**PASSAGE PROVIDED**.
=-=-=-=-=
Achenbach used machine learning and principal component analysis when developing the ASEBA in order to cluster symptoms together when forming the assessment's eight categories. This approach ignored the syndrome clusters found in the DSM-I, instead relying on patterns found in case records of children with identified psychopathologies. As a result of this, the ASEBA was able to identify more syndromes than originally identified in the DSM-I. Additionally, this reliance on real-world case records allows the ASEBA to interpret scores in relation to age, gender, and ethnic/racial norms, as symptom/disorder severity and meaning vary across cultures.

== Components ==
The ASEBA consists of many self-report assessments for individuals between the ages of 18 months and 90 years. Below is a list of the self-report assessments currently offered:

Preschool-aged assessments:

- Child Behavior Checklist for Ages1½-5 (CBCL/1½-5) – To be completed by the child's parent or guardian, as the child is too immature to complete the assessment themselves.
- Language Development Survey (LDS) – A subsection of the CBCL/1½-5. This form is completed by the child's parent or guardian and assesses whether the child's vocabulary is delayed relative to norms.
- Caregiver-Teacher Report Form (C-TRF) – To be completed by the child's daycare provider or preschool teacher.
- Test Observation Form (TOF) – For ages 2 through 18.

School-age assessments:

- Child Behavior Checklist for Ages 6-18 (CBCL/6-18)
- Teacher's Report Form (TRF)
- Youth Self-Report (YSR)
- Brief Problem Monitor for Ages 6-18 (BPM-P/6-18, BPM-T/6-18, or BPM-Y/6-18, depending on whether the form is completed by the teacher, parent, or youth)
- Semistructured Clinical Interview for Children and Adolescents (SCICA)
- Direct Observation Form (DOF) – For ages 6 through 11.

Adult assessments:

- Adult Self-Report (ASR) – To be completed by the adult. This assesses the adult's adaptive functioning, strengths, and problems.
- Adult Behavior Checklist (ABCL) – To be completed by a known individual of the adult, meant to reflect answers provided on the ASR.
- Brief Problem Monitor for Ages 18-59 (BPM/18-59)

Older adult assessments:

- Older Adult Self-Report 60-90+ (OASR
- Older Adult Behavior Checklist 60-90+ (OABCL)

The ASEBA also provides multicultural supplements for the provided self-report assessments, allowing for comparison of selected scores with the norms from the non-standard culture. Additionally, the ASEBA forms have been translated into over 110 languages, although not every form is available in each language.
=-=-=-=-=
**EXTRACTED ENTRIES**.

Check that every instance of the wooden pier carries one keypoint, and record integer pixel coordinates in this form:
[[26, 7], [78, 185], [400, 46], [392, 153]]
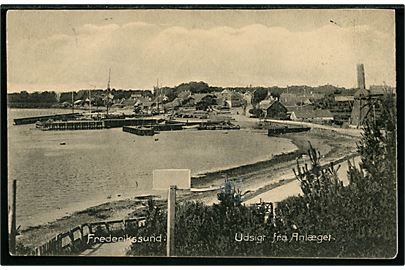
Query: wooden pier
[[76, 240], [71, 125], [140, 131], [96, 124], [285, 129], [34, 119]]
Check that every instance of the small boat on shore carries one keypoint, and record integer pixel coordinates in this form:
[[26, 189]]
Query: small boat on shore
[[140, 131]]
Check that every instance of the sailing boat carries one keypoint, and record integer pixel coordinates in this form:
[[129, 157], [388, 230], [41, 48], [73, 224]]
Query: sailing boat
[[109, 96]]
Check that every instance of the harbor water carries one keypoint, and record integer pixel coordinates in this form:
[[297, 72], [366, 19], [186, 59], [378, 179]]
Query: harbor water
[[58, 171]]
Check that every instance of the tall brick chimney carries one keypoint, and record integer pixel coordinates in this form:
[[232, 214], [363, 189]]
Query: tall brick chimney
[[361, 81]]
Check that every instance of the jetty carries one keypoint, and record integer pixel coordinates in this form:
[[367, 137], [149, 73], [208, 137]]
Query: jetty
[[277, 130], [140, 131], [95, 124], [34, 119]]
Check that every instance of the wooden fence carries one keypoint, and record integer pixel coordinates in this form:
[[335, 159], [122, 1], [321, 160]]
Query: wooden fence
[[75, 241]]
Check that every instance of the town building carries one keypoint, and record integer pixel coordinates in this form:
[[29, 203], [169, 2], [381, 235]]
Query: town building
[[274, 109]]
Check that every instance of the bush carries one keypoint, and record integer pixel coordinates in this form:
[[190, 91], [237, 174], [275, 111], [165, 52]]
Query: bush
[[360, 218]]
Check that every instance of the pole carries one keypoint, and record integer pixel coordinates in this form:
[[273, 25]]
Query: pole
[[73, 105], [171, 214], [13, 230], [90, 100]]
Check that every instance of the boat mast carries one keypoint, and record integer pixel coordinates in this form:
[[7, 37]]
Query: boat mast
[[73, 105], [157, 89], [90, 100], [108, 89]]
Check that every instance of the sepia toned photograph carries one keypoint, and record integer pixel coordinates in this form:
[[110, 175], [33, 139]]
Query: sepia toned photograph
[[202, 133]]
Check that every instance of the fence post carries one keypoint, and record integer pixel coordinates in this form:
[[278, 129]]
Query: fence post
[[171, 214], [13, 229]]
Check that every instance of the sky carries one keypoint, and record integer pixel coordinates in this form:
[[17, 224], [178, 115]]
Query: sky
[[64, 50]]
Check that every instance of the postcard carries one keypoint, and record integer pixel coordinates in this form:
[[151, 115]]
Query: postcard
[[195, 132]]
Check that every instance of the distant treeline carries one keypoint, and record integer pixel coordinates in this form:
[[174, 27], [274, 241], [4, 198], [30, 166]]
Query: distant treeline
[[49, 98]]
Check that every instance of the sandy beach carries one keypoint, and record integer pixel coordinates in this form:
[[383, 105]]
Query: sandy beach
[[258, 178]]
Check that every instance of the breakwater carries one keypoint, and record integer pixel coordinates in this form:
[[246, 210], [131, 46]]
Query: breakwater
[[283, 130], [75, 241], [95, 124], [204, 179], [34, 119]]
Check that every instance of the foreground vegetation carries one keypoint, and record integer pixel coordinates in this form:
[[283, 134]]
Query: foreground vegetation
[[357, 220]]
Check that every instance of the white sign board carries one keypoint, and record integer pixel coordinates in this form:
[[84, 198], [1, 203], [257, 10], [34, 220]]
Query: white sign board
[[163, 179]]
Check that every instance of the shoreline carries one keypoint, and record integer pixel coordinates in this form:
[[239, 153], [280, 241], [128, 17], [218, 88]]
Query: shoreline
[[258, 176]]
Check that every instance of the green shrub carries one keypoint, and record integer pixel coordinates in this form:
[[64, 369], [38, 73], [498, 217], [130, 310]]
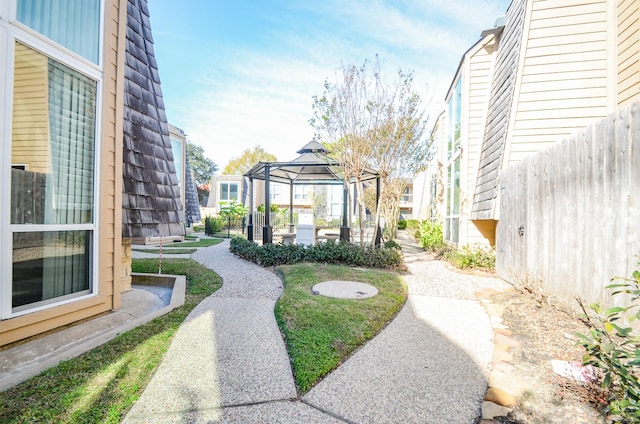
=-=-=-=-=
**YOUR OBJECTIVE**. Rewrite the ASEBA passage starting at "- Youth Self-Report" and ending at "on the ASR.", changing "Youth Self-Report" to "Adolescent Self-Report". The data have no connection to the ASEBA passage.

**EXERCISE ANSWER**.
- Adolescent Self-Report (YSR)
- Brief Problem Monitor for Ages 6-18 (BPM-P/6-18, BPM-T/6-18, or BPM-Y/6-18, depending on whether the form is completed by the teacher, parent, or youth)
- Semistructured Clinical Interview for Children and Adolescents (SCICA)
- Direct Observation Form (DOF) – For ages 6 through 11.

Adult assessments:

- Adult Self-Report (ASR) – To be completed by the adult. This assesses the adult's adaptive functioning, strengths, and problems.
- Adult Behavior Checklist (ABCL) – To be completed by a known individual of the adult, meant to reflect answers provided on the ASR.